Below are the entries; output exactly the lines from the one containing "of the cliff" through the final line, inclusive.
==== PROVIDED DATA ====
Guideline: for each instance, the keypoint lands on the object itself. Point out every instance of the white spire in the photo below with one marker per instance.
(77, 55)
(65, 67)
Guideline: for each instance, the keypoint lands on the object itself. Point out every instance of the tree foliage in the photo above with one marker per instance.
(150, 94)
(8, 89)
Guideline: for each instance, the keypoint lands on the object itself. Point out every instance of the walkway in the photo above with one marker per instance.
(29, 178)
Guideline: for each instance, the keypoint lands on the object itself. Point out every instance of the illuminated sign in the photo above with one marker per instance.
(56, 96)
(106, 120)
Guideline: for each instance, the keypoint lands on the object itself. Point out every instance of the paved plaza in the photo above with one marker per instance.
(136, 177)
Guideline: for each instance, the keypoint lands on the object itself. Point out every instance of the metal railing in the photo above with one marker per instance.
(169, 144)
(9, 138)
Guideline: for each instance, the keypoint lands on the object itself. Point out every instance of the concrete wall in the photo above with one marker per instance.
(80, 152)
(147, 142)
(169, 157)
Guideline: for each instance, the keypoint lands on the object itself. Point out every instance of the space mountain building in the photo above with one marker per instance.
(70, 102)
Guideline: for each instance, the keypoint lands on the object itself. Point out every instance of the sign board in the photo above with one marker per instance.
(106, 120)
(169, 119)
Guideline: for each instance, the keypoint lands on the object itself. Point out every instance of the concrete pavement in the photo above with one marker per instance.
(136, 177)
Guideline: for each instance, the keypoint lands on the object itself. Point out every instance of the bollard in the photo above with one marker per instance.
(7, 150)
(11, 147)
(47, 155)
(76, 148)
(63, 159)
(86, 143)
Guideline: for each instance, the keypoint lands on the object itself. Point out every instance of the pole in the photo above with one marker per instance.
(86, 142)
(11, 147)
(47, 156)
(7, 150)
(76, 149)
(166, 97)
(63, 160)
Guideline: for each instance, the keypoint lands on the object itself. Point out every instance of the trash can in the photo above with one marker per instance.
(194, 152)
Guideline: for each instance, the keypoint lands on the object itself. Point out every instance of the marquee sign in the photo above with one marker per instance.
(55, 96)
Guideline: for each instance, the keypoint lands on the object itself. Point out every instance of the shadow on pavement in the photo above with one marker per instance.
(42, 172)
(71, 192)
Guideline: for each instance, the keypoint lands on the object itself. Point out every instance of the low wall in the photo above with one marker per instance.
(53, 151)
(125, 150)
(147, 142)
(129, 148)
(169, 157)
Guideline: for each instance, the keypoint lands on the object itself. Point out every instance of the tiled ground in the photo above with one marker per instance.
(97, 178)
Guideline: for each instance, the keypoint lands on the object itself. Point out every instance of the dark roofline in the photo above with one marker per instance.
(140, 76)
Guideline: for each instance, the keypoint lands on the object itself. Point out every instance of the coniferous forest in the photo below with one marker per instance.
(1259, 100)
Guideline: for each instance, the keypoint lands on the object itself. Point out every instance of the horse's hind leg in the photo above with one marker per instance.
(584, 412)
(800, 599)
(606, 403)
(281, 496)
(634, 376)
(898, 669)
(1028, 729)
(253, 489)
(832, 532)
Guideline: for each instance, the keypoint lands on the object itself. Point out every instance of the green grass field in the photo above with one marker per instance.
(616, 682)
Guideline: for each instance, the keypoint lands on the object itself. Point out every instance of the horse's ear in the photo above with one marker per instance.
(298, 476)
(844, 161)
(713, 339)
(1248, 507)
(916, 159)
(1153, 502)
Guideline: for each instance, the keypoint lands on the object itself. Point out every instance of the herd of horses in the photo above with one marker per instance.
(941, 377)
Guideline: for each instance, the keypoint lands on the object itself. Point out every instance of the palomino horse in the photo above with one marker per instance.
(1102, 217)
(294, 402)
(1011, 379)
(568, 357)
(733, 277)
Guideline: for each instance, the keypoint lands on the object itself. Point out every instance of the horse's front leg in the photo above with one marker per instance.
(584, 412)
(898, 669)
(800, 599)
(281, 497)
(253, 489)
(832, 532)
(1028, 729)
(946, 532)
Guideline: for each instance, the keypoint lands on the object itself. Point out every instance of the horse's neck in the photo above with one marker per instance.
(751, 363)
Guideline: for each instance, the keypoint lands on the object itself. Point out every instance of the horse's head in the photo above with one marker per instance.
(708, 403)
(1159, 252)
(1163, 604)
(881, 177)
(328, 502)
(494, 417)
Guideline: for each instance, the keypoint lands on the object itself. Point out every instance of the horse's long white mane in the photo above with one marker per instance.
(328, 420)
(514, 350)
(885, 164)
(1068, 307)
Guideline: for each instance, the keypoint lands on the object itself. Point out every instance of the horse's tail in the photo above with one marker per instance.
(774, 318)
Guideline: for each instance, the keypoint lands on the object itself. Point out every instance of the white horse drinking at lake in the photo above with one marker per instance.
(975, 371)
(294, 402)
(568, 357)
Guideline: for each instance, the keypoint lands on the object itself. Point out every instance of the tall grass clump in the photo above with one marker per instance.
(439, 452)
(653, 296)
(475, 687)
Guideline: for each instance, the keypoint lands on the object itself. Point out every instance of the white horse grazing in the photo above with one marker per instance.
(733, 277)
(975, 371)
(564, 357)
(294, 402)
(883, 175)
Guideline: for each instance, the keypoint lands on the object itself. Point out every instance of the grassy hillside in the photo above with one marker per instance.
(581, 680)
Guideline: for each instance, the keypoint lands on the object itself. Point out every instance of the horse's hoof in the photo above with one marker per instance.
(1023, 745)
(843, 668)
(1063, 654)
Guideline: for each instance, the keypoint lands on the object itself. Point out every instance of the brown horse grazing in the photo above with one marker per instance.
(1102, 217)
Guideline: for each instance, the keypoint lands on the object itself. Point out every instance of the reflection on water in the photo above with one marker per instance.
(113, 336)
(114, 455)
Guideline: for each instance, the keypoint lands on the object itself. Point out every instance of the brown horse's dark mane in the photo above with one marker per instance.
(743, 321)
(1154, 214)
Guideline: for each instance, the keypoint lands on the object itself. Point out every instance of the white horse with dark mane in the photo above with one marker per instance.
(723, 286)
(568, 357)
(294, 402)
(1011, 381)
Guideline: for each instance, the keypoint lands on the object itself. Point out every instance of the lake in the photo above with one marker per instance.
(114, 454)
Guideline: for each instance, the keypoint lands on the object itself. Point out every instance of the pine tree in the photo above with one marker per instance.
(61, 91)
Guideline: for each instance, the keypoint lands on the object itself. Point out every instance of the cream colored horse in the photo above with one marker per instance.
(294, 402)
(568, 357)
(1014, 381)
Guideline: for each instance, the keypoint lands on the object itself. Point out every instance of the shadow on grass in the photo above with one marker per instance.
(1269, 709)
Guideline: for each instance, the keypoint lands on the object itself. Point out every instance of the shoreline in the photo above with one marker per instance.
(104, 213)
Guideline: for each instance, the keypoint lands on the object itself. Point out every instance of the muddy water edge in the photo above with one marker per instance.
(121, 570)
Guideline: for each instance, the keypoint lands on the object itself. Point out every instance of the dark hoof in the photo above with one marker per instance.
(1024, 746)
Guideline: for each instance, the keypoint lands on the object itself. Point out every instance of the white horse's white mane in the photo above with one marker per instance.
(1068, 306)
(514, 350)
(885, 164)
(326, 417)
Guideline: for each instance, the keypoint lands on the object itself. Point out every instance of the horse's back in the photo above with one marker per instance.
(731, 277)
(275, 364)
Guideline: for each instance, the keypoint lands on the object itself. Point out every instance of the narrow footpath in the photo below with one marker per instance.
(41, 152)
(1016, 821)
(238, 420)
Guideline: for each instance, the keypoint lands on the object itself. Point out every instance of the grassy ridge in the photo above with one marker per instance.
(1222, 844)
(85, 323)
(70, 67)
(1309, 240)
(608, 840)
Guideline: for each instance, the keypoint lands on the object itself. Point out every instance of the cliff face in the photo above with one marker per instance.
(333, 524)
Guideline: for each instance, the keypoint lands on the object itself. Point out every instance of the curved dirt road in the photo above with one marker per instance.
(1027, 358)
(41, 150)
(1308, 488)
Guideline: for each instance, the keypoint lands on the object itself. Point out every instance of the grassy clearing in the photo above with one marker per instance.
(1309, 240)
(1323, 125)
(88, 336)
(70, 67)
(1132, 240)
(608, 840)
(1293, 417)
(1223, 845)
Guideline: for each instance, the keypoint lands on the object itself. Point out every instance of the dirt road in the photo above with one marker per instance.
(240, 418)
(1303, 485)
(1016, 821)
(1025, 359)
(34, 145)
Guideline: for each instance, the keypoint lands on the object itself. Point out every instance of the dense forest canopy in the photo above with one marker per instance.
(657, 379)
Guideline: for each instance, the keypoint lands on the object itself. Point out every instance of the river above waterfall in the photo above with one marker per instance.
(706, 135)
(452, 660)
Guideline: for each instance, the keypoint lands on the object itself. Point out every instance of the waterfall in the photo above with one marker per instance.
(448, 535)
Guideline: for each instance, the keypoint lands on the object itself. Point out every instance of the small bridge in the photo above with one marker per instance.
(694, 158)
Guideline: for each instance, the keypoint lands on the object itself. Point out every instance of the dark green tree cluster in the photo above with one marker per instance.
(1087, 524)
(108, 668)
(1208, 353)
====
> **ANSWER BELOW**
Guideline: for each instance, the keypoint lands on the object itself. Point out every instance of the cliff face in the photo above with one marker per instance.
(333, 524)
Guideline: for each instance, the keypoint lands on the object itself. Point out every instance of the curved dirt road in the photo above with one marker per instance.
(1027, 358)
(41, 150)
(1308, 488)
Guideline: for each instance, the keypoint lands on the object itself. Point out every instance of the grassy clearing in the photo above with one marker per instance.
(1309, 240)
(1323, 125)
(88, 336)
(70, 67)
(1132, 240)
(608, 840)
(1293, 417)
(1223, 845)
Guideline: for each instance, the keypoint lands on the object itself. Point out every instance of the dirt road in the photo above with one marker per instance.
(240, 418)
(1303, 485)
(1016, 821)
(1025, 359)
(34, 145)
Guideline: for each instance, the keypoint lands on the object itself. Point out every instance of the dense forest canopy in the photo above with one marker per instance.
(657, 379)
Guideline: for each instance, the keypoint lands on the object itself. Point out every instance of the river above waterfall in the photo above with one marker per instance.
(706, 135)
(452, 660)
Guideline: for each instance, the keypoint lands on the object itself. Point out every instance of the waterfall in the photo above with one marker per instance.
(448, 535)
Guideline: for each instance, the keypoint lands on the object itself. Point out every instance of the small bridge in the photo above with one marker per instance.
(694, 158)
Guideline: for each instance, the keypoint lands on the object itself. Point out every instance of the dark green tree cluster in the photo above with one marker per instance.
(1087, 524)
(108, 668)
(1208, 353)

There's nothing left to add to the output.